Information given:
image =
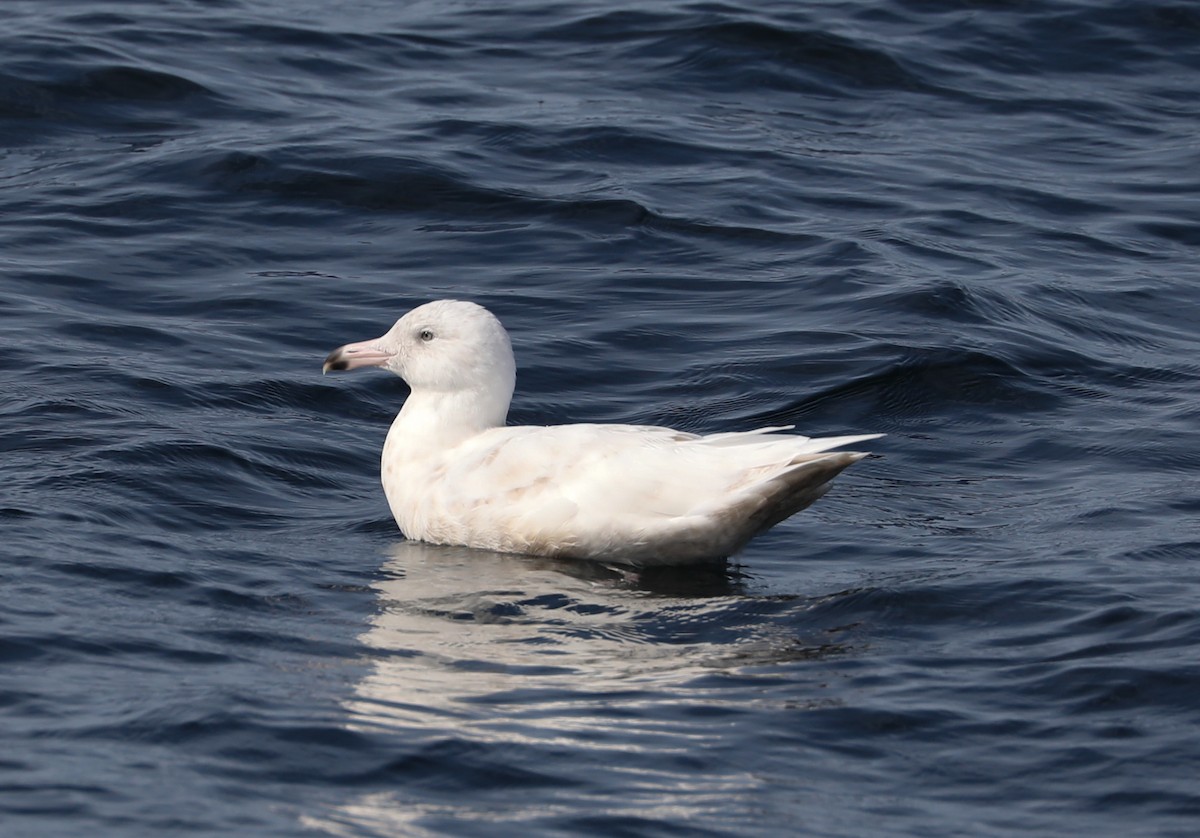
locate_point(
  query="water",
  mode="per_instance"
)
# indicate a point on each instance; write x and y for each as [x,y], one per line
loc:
[972,226]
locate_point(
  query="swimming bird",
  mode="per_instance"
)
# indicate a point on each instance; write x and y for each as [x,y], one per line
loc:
[455,473]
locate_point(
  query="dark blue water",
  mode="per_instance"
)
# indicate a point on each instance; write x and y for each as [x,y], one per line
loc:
[972,226]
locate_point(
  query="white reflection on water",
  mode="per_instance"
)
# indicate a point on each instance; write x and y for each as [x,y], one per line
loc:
[598,690]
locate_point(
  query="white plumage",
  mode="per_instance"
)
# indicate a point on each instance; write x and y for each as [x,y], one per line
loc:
[454,473]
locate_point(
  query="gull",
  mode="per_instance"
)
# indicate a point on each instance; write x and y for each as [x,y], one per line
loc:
[454,473]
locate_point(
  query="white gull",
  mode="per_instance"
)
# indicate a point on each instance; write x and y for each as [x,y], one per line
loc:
[454,473]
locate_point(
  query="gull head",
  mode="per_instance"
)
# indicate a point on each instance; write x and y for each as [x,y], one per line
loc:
[445,346]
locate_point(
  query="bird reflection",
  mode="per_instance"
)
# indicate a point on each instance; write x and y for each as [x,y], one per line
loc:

Assigned task: The whole listing above must be duplicated word for word, apart from its pictures.

Answer box:
image =
locate_point(
  query="water",
  mode="per_instance"
)
# indicate a point on each instance; write x and y for each as [x,y], one per line
loc:
[972,226]
locate_point(
  query="swimming bird",
  mode="per_instance"
)
# indicate a point on each instance; write x and y for each as [x,y], one per line
loc:
[455,473]
locate_point(
  query="dark blue water",
  mode="per_instance"
)
# indicate a point on each instance; write x and y for each as [x,y], one per line
loc:
[972,226]
locate_point(
  query="white reflection on water",
  mode="per_instance"
)
# indicate a point on each instance; write x and y for each as [x,y], one per line
loc:
[598,690]
locate_point(
  query="white plumage",
  mode="per_instance"
)
# indicate a point on each instance; write x and y for each as [x,y], one per line
loc:
[454,473]
locate_point(
  query="gull",
  mode="per_instance"
)
# indicate a point on each instance; write x and y for each as [x,y], one per line
loc:
[454,473]
locate_point(
  query="white gull",
  mode="per_instance"
)
# indicate a point on each instance; write x and y for each as [x,y], one per line
loc:
[454,473]
locate_point(
  query="gull head",
  mode="per_instance"
)
# indicate a point on each instance; write x and y for each as [x,y], one per line
loc:
[445,346]
locate_point(
  query="bird reflection",
  mode="per_instance"
)
# indicate a point on each instance; write x and y for each as [x,y], one per line
loc:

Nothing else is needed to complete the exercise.